Source data:
"""

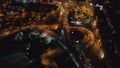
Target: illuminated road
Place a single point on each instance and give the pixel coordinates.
(91, 37)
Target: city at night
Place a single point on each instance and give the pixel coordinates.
(59, 33)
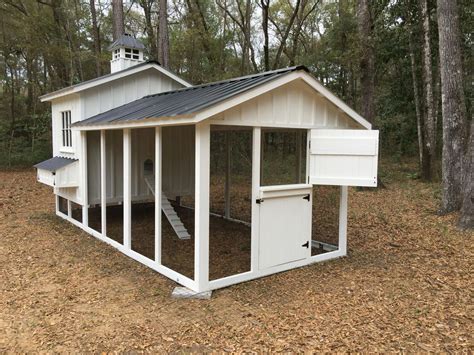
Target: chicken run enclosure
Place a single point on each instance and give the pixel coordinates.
(213, 184)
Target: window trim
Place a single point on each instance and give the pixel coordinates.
(66, 131)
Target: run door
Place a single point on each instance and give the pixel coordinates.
(285, 224)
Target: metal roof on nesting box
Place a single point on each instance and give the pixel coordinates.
(55, 163)
(183, 101)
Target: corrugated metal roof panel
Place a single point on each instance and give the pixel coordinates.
(54, 163)
(183, 101)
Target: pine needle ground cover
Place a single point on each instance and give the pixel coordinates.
(406, 285)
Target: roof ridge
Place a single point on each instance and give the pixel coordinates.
(225, 81)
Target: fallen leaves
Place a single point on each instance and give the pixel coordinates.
(406, 285)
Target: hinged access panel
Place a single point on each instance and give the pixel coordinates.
(343, 157)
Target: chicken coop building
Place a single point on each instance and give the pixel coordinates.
(210, 185)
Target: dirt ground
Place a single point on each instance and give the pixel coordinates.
(406, 285)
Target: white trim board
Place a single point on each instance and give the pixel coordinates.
(111, 77)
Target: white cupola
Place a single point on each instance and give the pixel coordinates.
(126, 51)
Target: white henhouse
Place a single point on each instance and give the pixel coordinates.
(210, 185)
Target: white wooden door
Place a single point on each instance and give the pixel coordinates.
(285, 224)
(343, 157)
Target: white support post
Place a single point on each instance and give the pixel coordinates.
(227, 175)
(256, 162)
(201, 213)
(308, 153)
(56, 207)
(343, 221)
(103, 184)
(299, 159)
(85, 202)
(127, 179)
(158, 195)
(69, 209)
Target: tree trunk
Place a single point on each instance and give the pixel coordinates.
(117, 23)
(453, 104)
(466, 220)
(367, 61)
(96, 36)
(147, 9)
(416, 97)
(429, 129)
(285, 35)
(163, 37)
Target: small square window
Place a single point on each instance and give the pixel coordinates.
(66, 128)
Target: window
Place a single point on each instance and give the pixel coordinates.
(283, 157)
(66, 128)
(132, 53)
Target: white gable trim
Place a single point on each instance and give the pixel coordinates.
(234, 101)
(260, 90)
(108, 78)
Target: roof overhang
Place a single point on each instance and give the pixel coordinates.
(224, 105)
(111, 77)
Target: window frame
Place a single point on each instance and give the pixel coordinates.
(66, 131)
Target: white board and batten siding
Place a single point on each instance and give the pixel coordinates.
(178, 159)
(343, 157)
(97, 100)
(293, 105)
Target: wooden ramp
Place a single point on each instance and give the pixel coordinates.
(168, 210)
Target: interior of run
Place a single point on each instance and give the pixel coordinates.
(283, 162)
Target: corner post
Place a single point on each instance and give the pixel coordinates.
(201, 228)
(103, 185)
(127, 178)
(343, 220)
(227, 175)
(158, 153)
(85, 202)
(256, 169)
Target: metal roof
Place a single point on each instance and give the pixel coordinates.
(54, 163)
(184, 101)
(126, 40)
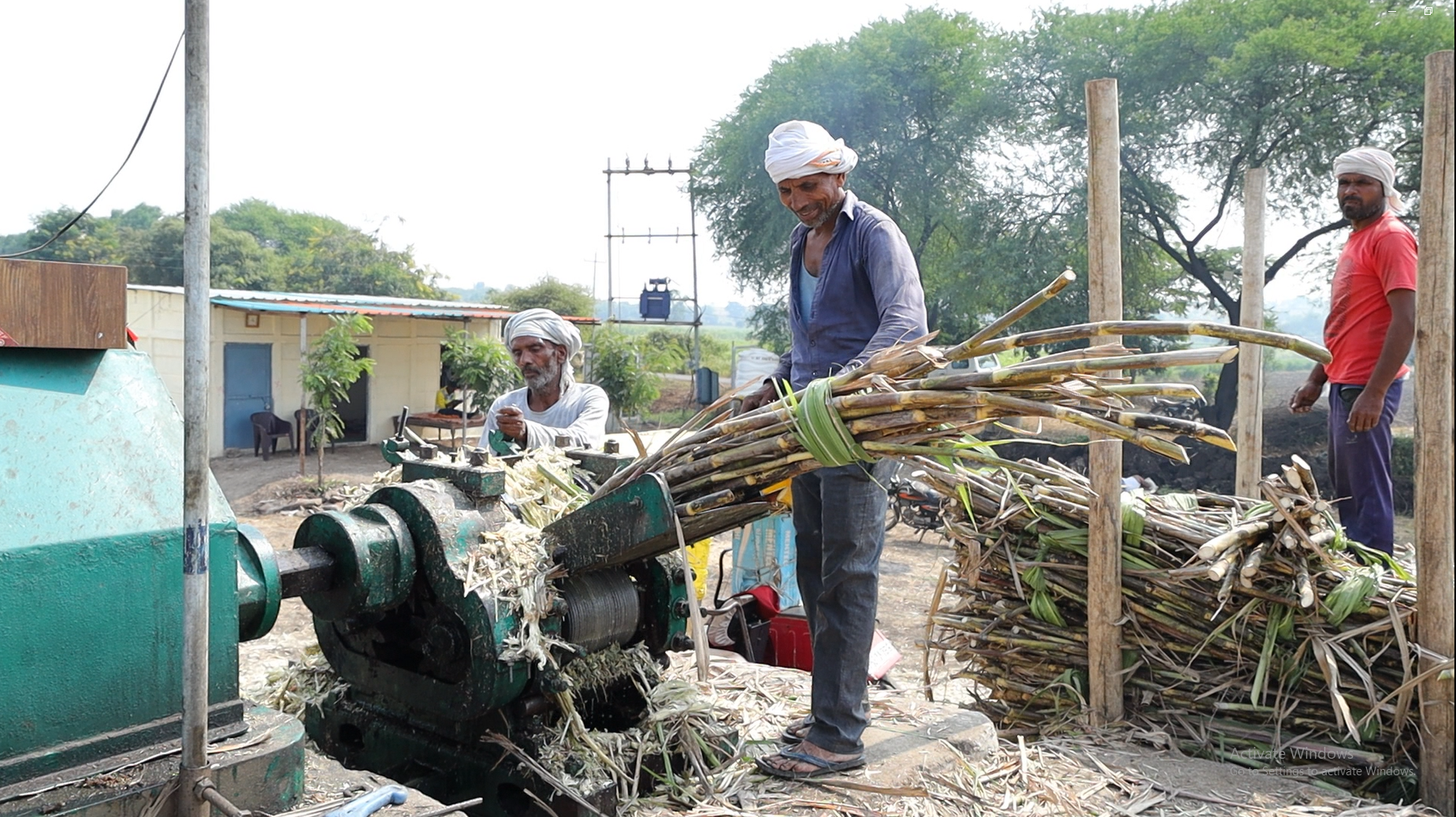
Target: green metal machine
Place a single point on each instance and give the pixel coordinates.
(421, 652)
(91, 606)
(91, 593)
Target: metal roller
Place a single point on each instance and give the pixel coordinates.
(602, 609)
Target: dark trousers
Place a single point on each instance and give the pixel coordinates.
(1360, 470)
(839, 530)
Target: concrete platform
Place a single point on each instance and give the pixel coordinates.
(899, 752)
(897, 755)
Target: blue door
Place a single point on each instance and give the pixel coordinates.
(247, 389)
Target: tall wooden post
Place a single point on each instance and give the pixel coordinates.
(1251, 355)
(1105, 453)
(1433, 433)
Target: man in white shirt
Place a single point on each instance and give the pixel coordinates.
(552, 403)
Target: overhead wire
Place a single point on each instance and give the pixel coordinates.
(79, 216)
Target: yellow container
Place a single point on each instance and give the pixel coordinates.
(698, 561)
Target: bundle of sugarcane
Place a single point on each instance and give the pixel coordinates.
(1254, 633)
(904, 403)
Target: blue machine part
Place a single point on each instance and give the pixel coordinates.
(763, 554)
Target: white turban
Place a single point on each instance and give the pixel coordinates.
(549, 326)
(1375, 163)
(803, 149)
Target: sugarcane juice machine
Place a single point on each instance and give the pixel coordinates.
(421, 650)
(91, 606)
(91, 599)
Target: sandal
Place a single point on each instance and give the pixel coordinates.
(822, 767)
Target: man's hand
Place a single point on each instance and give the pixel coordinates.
(1365, 413)
(763, 396)
(1305, 396)
(511, 422)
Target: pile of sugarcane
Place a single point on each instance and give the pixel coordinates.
(1254, 631)
(904, 403)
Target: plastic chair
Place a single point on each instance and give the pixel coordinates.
(267, 430)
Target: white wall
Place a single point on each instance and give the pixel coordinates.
(407, 355)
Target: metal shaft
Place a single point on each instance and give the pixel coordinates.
(197, 338)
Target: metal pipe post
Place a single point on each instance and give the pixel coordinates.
(1435, 538)
(1104, 453)
(302, 421)
(609, 238)
(1251, 355)
(195, 355)
(698, 306)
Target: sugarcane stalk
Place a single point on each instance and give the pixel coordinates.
(1235, 537)
(1200, 432)
(1306, 473)
(1238, 334)
(718, 499)
(1035, 372)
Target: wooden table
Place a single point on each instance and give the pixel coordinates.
(443, 422)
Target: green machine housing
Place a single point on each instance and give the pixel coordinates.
(422, 650)
(91, 587)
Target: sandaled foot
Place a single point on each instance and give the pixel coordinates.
(807, 762)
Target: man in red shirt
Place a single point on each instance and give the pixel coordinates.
(1369, 332)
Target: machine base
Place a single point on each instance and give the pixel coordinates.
(261, 771)
(443, 767)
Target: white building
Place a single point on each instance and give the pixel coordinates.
(255, 353)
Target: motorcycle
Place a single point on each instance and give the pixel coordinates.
(913, 501)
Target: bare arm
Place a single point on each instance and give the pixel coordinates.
(1308, 394)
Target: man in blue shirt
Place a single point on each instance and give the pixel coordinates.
(853, 290)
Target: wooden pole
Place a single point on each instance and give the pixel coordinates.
(1250, 437)
(302, 420)
(1435, 523)
(1104, 453)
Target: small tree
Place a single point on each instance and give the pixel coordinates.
(481, 366)
(618, 369)
(331, 366)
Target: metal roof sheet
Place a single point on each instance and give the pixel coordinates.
(252, 300)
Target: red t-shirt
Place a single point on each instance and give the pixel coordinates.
(1376, 259)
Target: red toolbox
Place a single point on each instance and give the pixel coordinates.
(789, 643)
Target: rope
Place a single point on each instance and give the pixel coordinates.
(820, 430)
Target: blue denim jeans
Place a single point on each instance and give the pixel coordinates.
(1360, 470)
(839, 529)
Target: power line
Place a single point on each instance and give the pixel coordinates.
(79, 216)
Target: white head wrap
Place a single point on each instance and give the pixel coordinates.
(803, 149)
(1375, 163)
(549, 326)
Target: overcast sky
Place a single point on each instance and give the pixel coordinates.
(474, 132)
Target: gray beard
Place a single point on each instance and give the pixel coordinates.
(545, 379)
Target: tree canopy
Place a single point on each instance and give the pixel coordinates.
(548, 293)
(255, 247)
(975, 142)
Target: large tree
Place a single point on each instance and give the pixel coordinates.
(925, 104)
(910, 96)
(548, 293)
(1212, 87)
(255, 247)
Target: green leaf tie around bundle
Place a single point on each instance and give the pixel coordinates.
(820, 430)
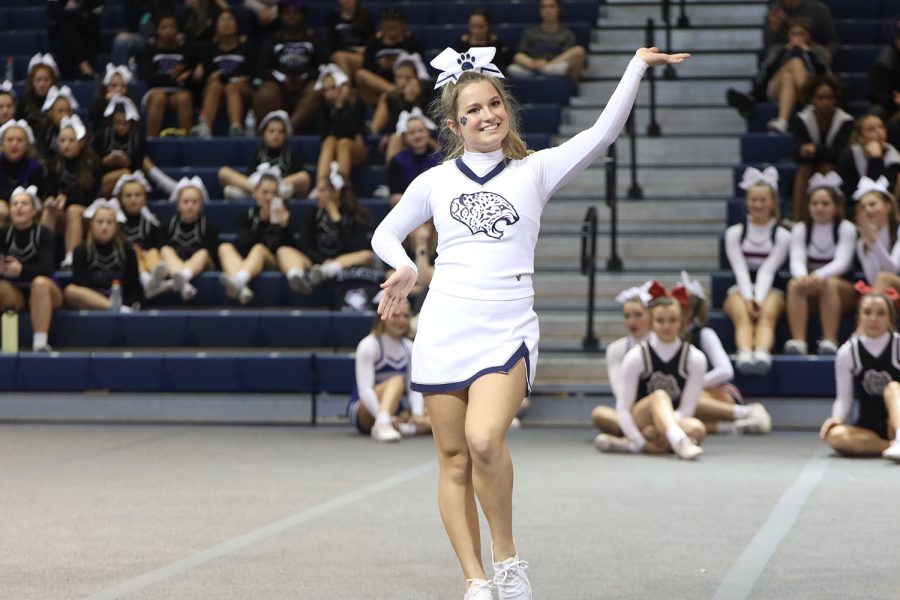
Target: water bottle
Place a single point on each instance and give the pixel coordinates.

"""

**Aim:** Copy all of the records above word for word, leaving out the pictures.

**Result for this task:**
Target: illuminated road
Place a single point on each instance and give the pixel coordinates.
(91, 37)
Target: city at night
Place a single point on each instance and give the pixel coordinates.
(59, 33)
Target: chicken run enclosure
Place a single point on each instance and give the pixel coordinates.
(213, 184)
Target: window trim
Place a single point on each instance and give the pixel coordinates.
(66, 131)
Target: run door
Place a single point on each instance and give the pixel coordinates.
(285, 224)
Target: metal roof on nesting box
Place a single point on each instance and give the pixel coordinates.
(55, 163)
(183, 101)
Target: corrugated metal roof panel
Place a single point on each instance and give the pixel coordinates.
(54, 163)
(183, 101)
Target: pine needle ground cover
Place a single point on each instance and give the pixel coordinates.
(406, 285)
Target: roof ridge
Place a single point on each instance and give the pixel coordinates.
(225, 81)
Target: fallen leaves
Place a single point on each instance and give the pixel coordinates.
(406, 285)
Target: hinged access panel
Place a single point on each instance and give the pixel coordinates.
(343, 157)
Target: chicken coop building
Place a single point on each instance and give the pixel coordinates.
(210, 185)
Target: dirt ground
Place a single point on each instance and give the pixel coordinates.
(406, 285)
Target: white trim board
Place a single point on each instance and give the pixel coordinates.
(111, 77)
Target: white cupola
Place a single point on each instance and give the pixel coordinates.
(126, 51)
Target: white henhouse
Place a single point on each instance and give the pixel coordinates.
(210, 185)
Target: white wooden door
Place a single point on each instance and give the pixel coordinates.
(285, 224)
(343, 157)
Target: white support post
Place a single point on each instance and give the pixel coordinates.
(227, 175)
(256, 162)
(201, 213)
(308, 153)
(56, 207)
(343, 221)
(103, 184)
(299, 159)
(85, 202)
(127, 179)
(158, 195)
(69, 209)
Target: tree trunk
Place a single point on each instance and give the pixel coordinates.
(117, 23)
(453, 104)
(466, 220)
(367, 61)
(96, 36)
(147, 9)
(416, 97)
(429, 129)
(285, 35)
(163, 37)
Target: small square window
Place a single point on each instance and give the pixel coordinates.
(66, 128)
Target: window
Place a single point on each instance and give the pixel coordinates.
(283, 157)
(66, 128)
(132, 53)
Target: white gable trim
Place a single point on each instance and give the pixel coordinates.
(234, 101)
(260, 90)
(108, 78)
Target: roof overhang
Place a single point on each instance and give the pixel coordinates.
(224, 105)
(111, 77)
Target: window frame
Place a single point on each instance and give the pixel coordinates.
(66, 131)
Target: white board and batten siding
Place a single point on each instance and give the pixel coordinates.
(178, 159)
(343, 157)
(97, 100)
(293, 105)
Target: wooden ramp
Place a single point on each instance and give the pixel coordinates.
(168, 210)
Target: interior of run
Place a single point on each instance and give the pixel coordinates.
(283, 162)
Target: corner post
Place a single point on each instance and give the pixel coordinates.
(201, 228)
(103, 185)
(127, 178)
(343, 220)
(227, 175)
(158, 153)
(85, 202)
(256, 169)
Target: metal roof
Place a single point on each instance and give the pixel coordinates.
(54, 163)
(184, 101)
(126, 40)
Target: green metal machine
Place a single point on each instance and give the pixel coordinates.
(421, 652)
(91, 606)
(91, 593)
Target: metal roller
Place a single point on each instance and give the pixel coordinates.
(602, 609)
Target: dark trousers
Place a single point on each instance and give the pixel coordinates.
(1360, 470)
(839, 530)
Target: concrete platform
Place a single point on each instance and give the pixel coordinates.
(899, 752)
(897, 755)
Target: blue door
Place a single point on each instance and give the pixel coordinates.
(247, 389)
Target: tall wooden post
Place a single point on each instance and give the pixel coordinates.
(1251, 355)
(1105, 453)
(1433, 433)
Target: man in white shirt
Place a single point on each instance and give the pixel coordinates.
(552, 403)
Target: overhead wire
Place a single point on each instance and give the pixel coordinates.
(79, 216)
Target: yellow container
Place a single point on each instance and give the pixel coordinates.
(698, 561)
Target: bundle of sugarcane
Place a single point on each instance and give the pixel coordinates.
(1254, 633)
(904, 403)
Target: blue machine part
Place a single point on each instance and give the pixel coordinates.
(763, 554)
Target: white turban
Place a single point on each instance and give the pixel coordinates.
(549, 326)
(1375, 163)
(803, 149)
Target: sugarcane juice machine
Place a single point on each instance and give the pixel coordinates.
(421, 650)
(91, 606)
(91, 599)
Target: sandal
Place a single point on each instance and give the pixel coordinates.
(822, 767)
Target: man's hand
Place a single point on each instance and give the pixel coordinates.
(1365, 413)
(763, 396)
(1305, 396)
(511, 422)
Target: pile of sugarcane
Place a single point on each instance and give the pixel coordinates.
(1254, 631)
(904, 403)
Target: plastic chair
Place a single point on each instance and give the pixel coordinates.
(267, 430)
Target: white wall
Place a single point on each instance and give the pixel coordinates.
(407, 355)
Target: metal shaft
Place a single point on each instance and give the pixel coordinates.
(197, 338)
Target: metal pipe post
Place a single point on each instance and give the pixel coordinates.
(1435, 538)
(1104, 453)
(302, 421)
(609, 238)
(1251, 355)
(195, 355)
(698, 306)
Target: sugarcane stalk
Place a single point on each instance and give the pixel coordinates.
(1235, 537)
(1200, 432)
(1306, 473)
(1238, 334)
(718, 499)
(1035, 372)
Target: wooden table
Place a single point on each instance and give the pixel coordinates.
(443, 422)
Target: green machine housing
Place a single point on each instance and give the pixel coordinates.
(422, 650)
(91, 587)
Target: sandaled foot
Place a single point on each instance and give the pixel coordinates.
(807, 762)
Target: man in red shirt
Place a single point on each instance and give the pixel coordinates.
(1369, 332)
Target: machine base
Place a single point on each instance and give the pixel coordinates.
(261, 771)
(443, 767)
Target: white building
Place a single point on each instance and give the pixel coordinates.
(255, 353)
Target: motorcycle
Place a single point on each instance and give the pixel coordinates.
(913, 501)
Target: bare arm
Place a single point on each instance and give the pixel coordinates.
(1308, 394)
Target: man in blue shirt
Place a single point on each instance and give the pixel coordinates.
(853, 290)
Target: wooden pole
Place a single point on each instance and give the pixel coordinates.
(1250, 437)
(302, 420)
(1435, 523)
(1104, 453)
Target: small tree
Place a single point on each instance and give the pixel coordinates.
(481, 366)
(618, 369)
(331, 366)
Target: metal roof sheet
Place a single point on each instance and give the pixel coordinates.
(252, 300)
Target: red t-shirt
Place a single point on each instance and give the pixel coordinates.
(1376, 259)
Target: red toolbox
Place a single point on each instance and give the pixel coordinates.
(789, 643)
Target: rope
Place a single point on each instance and give the pixel coordinates.
(820, 430)
Target: blue denim jeans
Place a single point on each instance and give the pixel coordinates.
(1360, 470)
(839, 529)
Target: power line
Place a single point on each instance and give the pixel coordinates.
(79, 216)
Target: white head wrap
Place a single point on each instance and give the pixel coordinates.
(803, 149)
(1375, 163)
(549, 326)
Target: overcast sky
Place a single point on each instance and give the pixel coordinates.
(474, 132)
Target: gray beard
Place a single point on each instance and give the pixel coordinates.
(545, 379)
Target: tree canopy
Place a single point on each instance and give the pixel coordinates.
(548, 293)
(255, 247)
(975, 142)
Target: large tree
Place a single point on each instance and give the pixel coordinates.
(925, 104)
(910, 96)
(548, 293)
(1212, 87)
(255, 247)
Target: green leaf tie around bundle
Place a single point on each instance and give the pixel coordinates.
(820, 430)
Target: water bottle
Place a single point on each instance and give the pixel coordinates.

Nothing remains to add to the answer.